#### YOUR OBJECTIVE:
Reproduce all of the material below verbatim, line for line, and omit the pictures from your copy.

####################

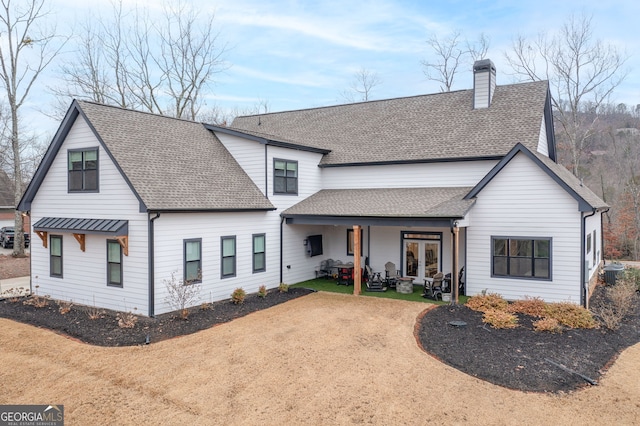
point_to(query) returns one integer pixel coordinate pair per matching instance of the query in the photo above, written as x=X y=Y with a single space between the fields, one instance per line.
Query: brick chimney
x=484 y=83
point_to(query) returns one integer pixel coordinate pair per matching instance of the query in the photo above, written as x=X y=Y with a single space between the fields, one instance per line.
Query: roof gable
x=438 y=127
x=170 y=164
x=587 y=200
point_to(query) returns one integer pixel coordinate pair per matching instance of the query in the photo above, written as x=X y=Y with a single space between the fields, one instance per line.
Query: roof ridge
x=397 y=98
x=154 y=114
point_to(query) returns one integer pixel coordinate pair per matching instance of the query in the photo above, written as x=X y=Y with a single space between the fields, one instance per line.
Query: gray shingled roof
x=385 y=202
x=428 y=127
x=6 y=191
x=174 y=164
x=573 y=182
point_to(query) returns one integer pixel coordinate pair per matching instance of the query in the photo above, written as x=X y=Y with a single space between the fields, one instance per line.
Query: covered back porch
x=421 y=231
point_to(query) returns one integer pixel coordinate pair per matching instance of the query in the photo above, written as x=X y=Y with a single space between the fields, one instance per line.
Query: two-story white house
x=438 y=182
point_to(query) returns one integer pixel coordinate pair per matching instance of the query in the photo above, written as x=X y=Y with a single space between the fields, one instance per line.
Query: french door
x=421 y=257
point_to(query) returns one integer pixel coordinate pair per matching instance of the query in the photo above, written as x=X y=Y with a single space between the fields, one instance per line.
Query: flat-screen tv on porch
x=315 y=245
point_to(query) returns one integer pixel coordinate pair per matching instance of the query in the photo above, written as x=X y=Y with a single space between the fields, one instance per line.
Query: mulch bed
x=517 y=358
x=521 y=358
x=105 y=331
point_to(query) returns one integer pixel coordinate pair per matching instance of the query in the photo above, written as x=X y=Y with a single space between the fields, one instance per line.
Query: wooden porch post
x=454 y=273
x=357 y=285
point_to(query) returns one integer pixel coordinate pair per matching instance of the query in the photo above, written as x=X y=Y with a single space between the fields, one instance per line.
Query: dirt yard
x=320 y=359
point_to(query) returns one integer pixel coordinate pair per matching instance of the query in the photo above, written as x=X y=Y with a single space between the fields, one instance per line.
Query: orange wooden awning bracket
x=43 y=237
x=124 y=243
x=80 y=239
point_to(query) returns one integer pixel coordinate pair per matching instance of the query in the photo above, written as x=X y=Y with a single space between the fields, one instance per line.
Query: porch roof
x=82 y=225
x=437 y=206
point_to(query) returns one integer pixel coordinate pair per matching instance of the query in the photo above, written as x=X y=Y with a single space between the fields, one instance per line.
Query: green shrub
x=486 y=302
x=262 y=291
x=238 y=296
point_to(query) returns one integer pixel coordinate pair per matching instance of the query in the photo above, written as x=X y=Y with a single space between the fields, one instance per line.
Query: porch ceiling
x=420 y=206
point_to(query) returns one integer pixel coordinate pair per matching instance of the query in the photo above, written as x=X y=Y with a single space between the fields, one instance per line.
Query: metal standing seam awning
x=79 y=227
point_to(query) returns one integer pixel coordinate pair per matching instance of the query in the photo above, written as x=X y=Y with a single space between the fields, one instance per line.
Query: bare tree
x=582 y=73
x=361 y=86
x=449 y=53
x=26 y=50
x=164 y=66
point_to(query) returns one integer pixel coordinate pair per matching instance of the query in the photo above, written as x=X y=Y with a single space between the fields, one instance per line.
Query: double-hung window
x=114 y=263
x=193 y=261
x=285 y=177
x=55 y=256
x=521 y=257
x=83 y=170
x=259 y=258
x=228 y=256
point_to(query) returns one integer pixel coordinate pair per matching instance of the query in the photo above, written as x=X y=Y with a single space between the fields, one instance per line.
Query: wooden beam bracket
x=124 y=243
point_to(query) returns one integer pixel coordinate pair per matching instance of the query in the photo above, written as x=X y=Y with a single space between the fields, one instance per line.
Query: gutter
x=151 y=264
x=282 y=219
x=583 y=281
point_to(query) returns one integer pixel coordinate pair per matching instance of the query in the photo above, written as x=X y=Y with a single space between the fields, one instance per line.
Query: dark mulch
x=520 y=358
x=105 y=331
x=515 y=358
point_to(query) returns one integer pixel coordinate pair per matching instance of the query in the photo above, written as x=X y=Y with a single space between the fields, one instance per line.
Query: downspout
x=602 y=237
x=584 y=282
x=266 y=173
x=454 y=263
x=152 y=265
x=281 y=249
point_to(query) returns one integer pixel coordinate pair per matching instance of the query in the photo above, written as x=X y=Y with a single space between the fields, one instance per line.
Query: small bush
x=618 y=304
x=181 y=295
x=14 y=295
x=499 y=319
x=570 y=315
x=95 y=313
x=126 y=320
x=262 y=291
x=238 y=296
x=37 y=301
x=64 y=307
x=547 y=324
x=532 y=306
x=487 y=302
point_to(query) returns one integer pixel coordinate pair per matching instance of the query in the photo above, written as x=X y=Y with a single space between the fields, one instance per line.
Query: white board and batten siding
x=451 y=174
x=523 y=201
x=171 y=229
x=593 y=256
x=543 y=144
x=85 y=273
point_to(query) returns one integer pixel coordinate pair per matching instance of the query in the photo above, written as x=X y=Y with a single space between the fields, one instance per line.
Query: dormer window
x=285 y=177
x=83 y=170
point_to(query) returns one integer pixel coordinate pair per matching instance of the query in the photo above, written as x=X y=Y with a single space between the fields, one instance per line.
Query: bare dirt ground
x=319 y=359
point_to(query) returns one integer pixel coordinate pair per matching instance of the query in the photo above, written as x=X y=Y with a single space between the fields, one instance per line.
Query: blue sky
x=301 y=54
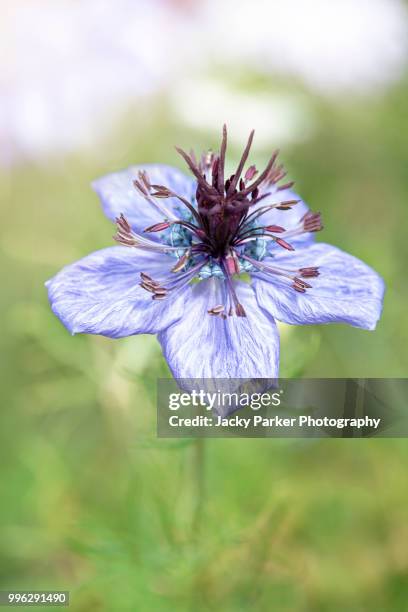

####################

#### ANSWER TO THIS PROBLEM:
point_to(query) returns one integer pixel coordinate pair per matching instance of the query in the photo above, written as x=X y=Y with a single space between the fields, one instance per line.
Query: brick chimney
x=484 y=83
point_to(query) returns one integer pixel coordinate pair per matching instance of the query in the photo above, written as x=X y=Y with a single space between the fields, one instance per line.
Query: roof gable
x=438 y=127
x=170 y=164
x=587 y=200
point_to(query) returns one integer pixel coordinate pair per matching instance of the query in the photo above, written as x=X y=Y with a single space between the fields, one instance per line.
Query: roof ridge
x=397 y=98
x=154 y=114
point_to(query) returns one integer pixel coordinate pair per matching instance of the query in the photo above, written as x=X y=Y with a single space between the fields, one instance per line.
Query: gray shingled roof
x=385 y=202
x=428 y=127
x=6 y=191
x=174 y=164
x=573 y=182
point_to(query) returns one integer pixel coordinate pair per matching instance of the query in the photo above, written as x=X y=Y with a single space between the fields, one instance per line.
Query: covered back porch
x=421 y=231
point_to(query) returns one integer pixel coordinate pair per matching instance of the query in the photo above, written as x=X y=Y with a single space between the fields, one instance per line.
Query: two-story white house
x=438 y=182
point_to(query) returns one integer pixel coordinate pair per matching instance of the query in the photo above, written as x=X y=Y with a single space between the fields, one instance per line.
Query: french door
x=421 y=257
point_to(query) returns one integer pixel coordinate pair per matching instance of the query in the photo above, written as x=X y=Y with a single space between the fields, one instance per line.
Query: flat-screen tv on porch
x=315 y=245
point_to(query) returns one integer pixel coordinate pair per matching instance of the query in the photo above, written as x=X y=Y with a single space between the fields, one instance per line.
Query: mulch bed
x=517 y=358
x=521 y=358
x=105 y=331
point_to(query) returns one integer pixel coordinate pair per matching instance of the query in the photo above, written as x=X y=Y with a single space between the fields, one instance per line.
Query: wooden porch post
x=454 y=273
x=357 y=285
point_to(query) returns one integer pixel coordinate pair per matching instance of the query in the photo above, written as x=X y=Y with a single space between the fields, one instance per line.
Query: dirt yard
x=320 y=359
point_to(query) returns one integer pixel coordinate pair per matching instance of the query in the photo above, written as x=X y=Y with a single space between the fields, one instance per line.
Query: orange wooden awning bracket
x=43 y=237
x=124 y=243
x=80 y=239
point_to(query) returns one integer pixel coordinate pair per matching instance of the query in the photo above, written as x=X y=Y with a single space between the fields, one instance per line.
Query: porch roof
x=82 y=225
x=437 y=206
point_to(query) returns one integer pixel coordinate pair per matching instance of the query in the photo above, written as x=X y=Y with a single space between the fields, one instance per line.
Query: green shrub
x=486 y=302
x=262 y=291
x=238 y=296
point_to(query) returns one integer pixel coordinate pair per matching instance of the query in the photo above, written as x=X y=Y with a single space between the fields, one instance per line.
Query: porch ceiling
x=420 y=206
point_to(query) returns one integer pixel coordinate pair per matching instance of the query in the photo above, written as x=X y=Y with a single space between the fields, one instance per line.
Query: metal standing seam awning
x=79 y=227
point_to(query) returns one integer pixel coordinate pair per matching instance of the query in the photo above, written as x=X y=Y with a single space between the fields, one instance per line.
Query: bare tree
x=582 y=73
x=361 y=86
x=449 y=53
x=26 y=50
x=164 y=66
point_to(query) returns one integer pixel coordinate pair per matching instance of the query in the photo above, written as x=X y=Y with a single space between the fields, one instance per line.
Query: double-hung window
x=114 y=263
x=193 y=261
x=285 y=177
x=55 y=256
x=521 y=257
x=83 y=170
x=259 y=258
x=228 y=256
point_to(query) returns one integer pixel coordinate pair per matching instance of the query in the photo above, written as x=X y=Y with a single space between the fields, one instance per line.
Query: wooden beam bracket
x=124 y=243
point_to(query) returns one integer pixel coordinate pair per matching instance of the query in the photo above, written as x=X y=Y with a single space between the fields, one instance per line.
Query: gutter
x=151 y=264
x=282 y=219
x=583 y=281
point_to(query) returns one integer pixel coordinate pair per matching instance of the query in the photo above, written as x=X y=Y with a single space between the fields, one instance per line.
Query: dark mulch
x=520 y=358
x=105 y=331
x=515 y=358
point_to(query) returns one integer pixel coordinate pair per matching instance of the query in the photo above, written as x=X y=Y with a single space between the fields, one instance per line.
Query: downspout
x=602 y=237
x=584 y=282
x=266 y=173
x=454 y=263
x=152 y=265
x=281 y=249
point_to(query) returns one integer pixel coordinate pair per matching instance of the query in the photo above, written as x=X y=Y with a single space between the fields, one instance per line.
Query: small bush
x=618 y=304
x=181 y=295
x=14 y=295
x=499 y=319
x=570 y=315
x=95 y=313
x=126 y=320
x=262 y=291
x=238 y=296
x=37 y=301
x=64 y=307
x=547 y=324
x=532 y=306
x=487 y=302
point_to(query) returns one integer pixel coordinate pair per matching instance of the query in the photo above, written as x=X y=Y with a single space between the fields, one instance per line.
Query: white board and batten siding
x=451 y=174
x=523 y=201
x=171 y=229
x=593 y=256
x=543 y=144
x=85 y=273
point_to(query) returns one integer pixel coordinate pair per matching instance of the query in the photo above, written as x=X y=Y with a single space between the fields, one instance per line.
Query: dormer window
x=285 y=177
x=83 y=170
point_to(query) returns one integer pixel coordinate pair per matching instance of the query in the photo above, written as x=X y=Y with a single space between the fields, one instance per line.
Query: bare dirt ground
x=319 y=359
point_to(query) returns one integer pixel coordinate pair per matching instance of the query in the photo above, written as x=X y=Y with a single space between the fields, one instance per line.
Query: blue sky
x=301 y=54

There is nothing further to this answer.